## Requirement
Beginning at the line that contains "Kindly outline every instance of the only", reproduce every line to the end of the material without changing any of them.
* Start Dataset rows *
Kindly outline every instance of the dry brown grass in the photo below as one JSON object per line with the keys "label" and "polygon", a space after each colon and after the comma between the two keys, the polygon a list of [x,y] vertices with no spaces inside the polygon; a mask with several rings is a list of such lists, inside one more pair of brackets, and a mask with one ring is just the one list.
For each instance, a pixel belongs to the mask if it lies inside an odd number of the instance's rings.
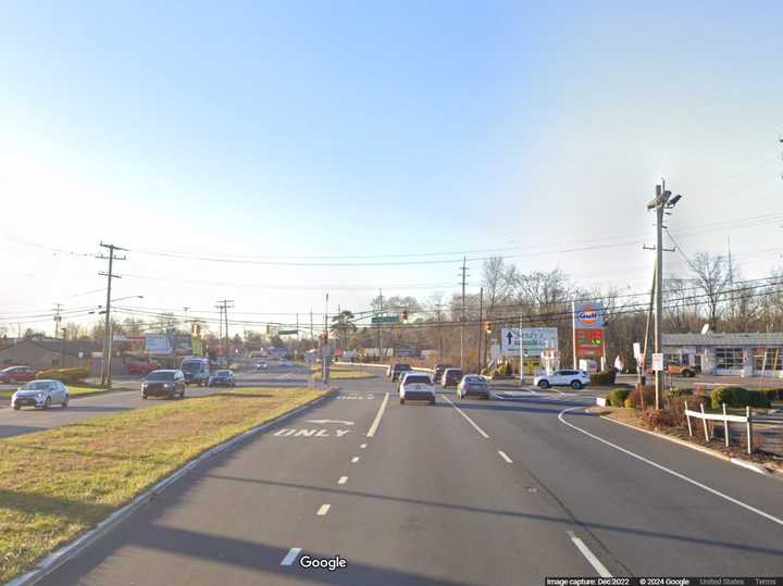
{"label": "dry brown grass", "polygon": [[0,582],[209,448],[322,395],[232,389],[0,440]]}

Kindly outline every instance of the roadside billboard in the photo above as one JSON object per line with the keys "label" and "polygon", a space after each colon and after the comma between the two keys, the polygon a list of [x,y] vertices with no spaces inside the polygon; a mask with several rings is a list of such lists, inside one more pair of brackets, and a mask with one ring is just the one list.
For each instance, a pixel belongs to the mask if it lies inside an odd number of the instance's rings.
{"label": "roadside billboard", "polygon": [[169,356],[172,353],[171,338],[166,334],[146,334],[145,353],[151,356]]}
{"label": "roadside billboard", "polygon": [[189,334],[174,336],[174,353],[184,357],[194,354],[192,337]]}
{"label": "roadside billboard", "polygon": [[576,358],[600,358],[604,356],[604,328],[576,328]]}
{"label": "roadside billboard", "polygon": [[557,327],[500,328],[500,351],[507,357],[518,357],[521,348],[529,357],[539,357],[547,348],[558,349]]}

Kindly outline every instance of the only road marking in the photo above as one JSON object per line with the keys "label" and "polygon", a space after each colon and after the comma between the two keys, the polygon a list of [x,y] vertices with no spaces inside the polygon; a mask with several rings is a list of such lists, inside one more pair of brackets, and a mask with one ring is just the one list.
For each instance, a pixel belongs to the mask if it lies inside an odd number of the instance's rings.
{"label": "only road marking", "polygon": [[286,557],[283,558],[281,565],[291,565],[296,561],[296,559],[299,557],[299,553],[301,553],[300,547],[290,548],[288,550],[288,553],[286,553]]}
{"label": "only road marking", "polygon": [[375,420],[370,426],[370,429],[368,429],[368,437],[373,437],[375,435],[375,432],[377,432],[377,426],[381,425],[381,417],[383,417],[383,412],[386,410],[387,402],[388,392],[384,396],[384,400],[381,401],[381,408],[378,409],[377,415],[375,415]]}
{"label": "only road marking", "polygon": [[576,537],[572,531],[566,532],[569,534],[569,537],[571,538],[571,541],[573,541],[573,545],[576,546],[576,549],[580,550],[582,556],[585,557],[585,559],[591,562],[591,565],[593,569],[598,572],[598,575],[602,578],[610,578],[612,575],[609,573],[609,570],[606,569],[606,566],[600,562],[598,558],[595,557],[595,553],[593,553],[587,546],[584,544],[582,539]]}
* End Dataset rows *
## Response to the task
Kindly outline every instance of the only road marking in the photo above as one JSON object per line with the keys "label" and "polygon", a space after each colon and after the comma between the two keys, the polygon a list of [x,y] vertices with no spaces inside the polygon; a mask with several rings is a list of such lists, inside one more pair of brackets, and a mask with one ring is just the one list.
For each instance, a pixel belongs to the mask if it lies inside an odd number of the instance's rings.
{"label": "only road marking", "polygon": [[286,557],[283,558],[281,565],[291,565],[296,561],[296,559],[299,557],[299,553],[301,553],[300,547],[290,548],[288,550],[288,553],[286,553]]}
{"label": "only road marking", "polygon": [[375,420],[370,426],[370,429],[368,429],[368,437],[373,437],[375,435],[375,432],[377,432],[377,426],[381,425],[381,417],[383,417],[383,412],[386,410],[387,402],[388,392],[384,396],[384,400],[381,401],[381,408],[378,409],[377,415],[375,415]]}
{"label": "only road marking", "polygon": [[576,537],[572,531],[566,532],[569,534],[569,537],[571,538],[571,541],[573,541],[573,545],[576,546],[576,549],[580,550],[582,556],[585,557],[585,559],[591,562],[591,565],[593,569],[598,572],[598,575],[602,578],[610,578],[612,575],[609,573],[609,570],[606,569],[606,566],[600,562],[598,558],[595,557],[595,553],[593,553],[587,546],[584,544],[582,539]]}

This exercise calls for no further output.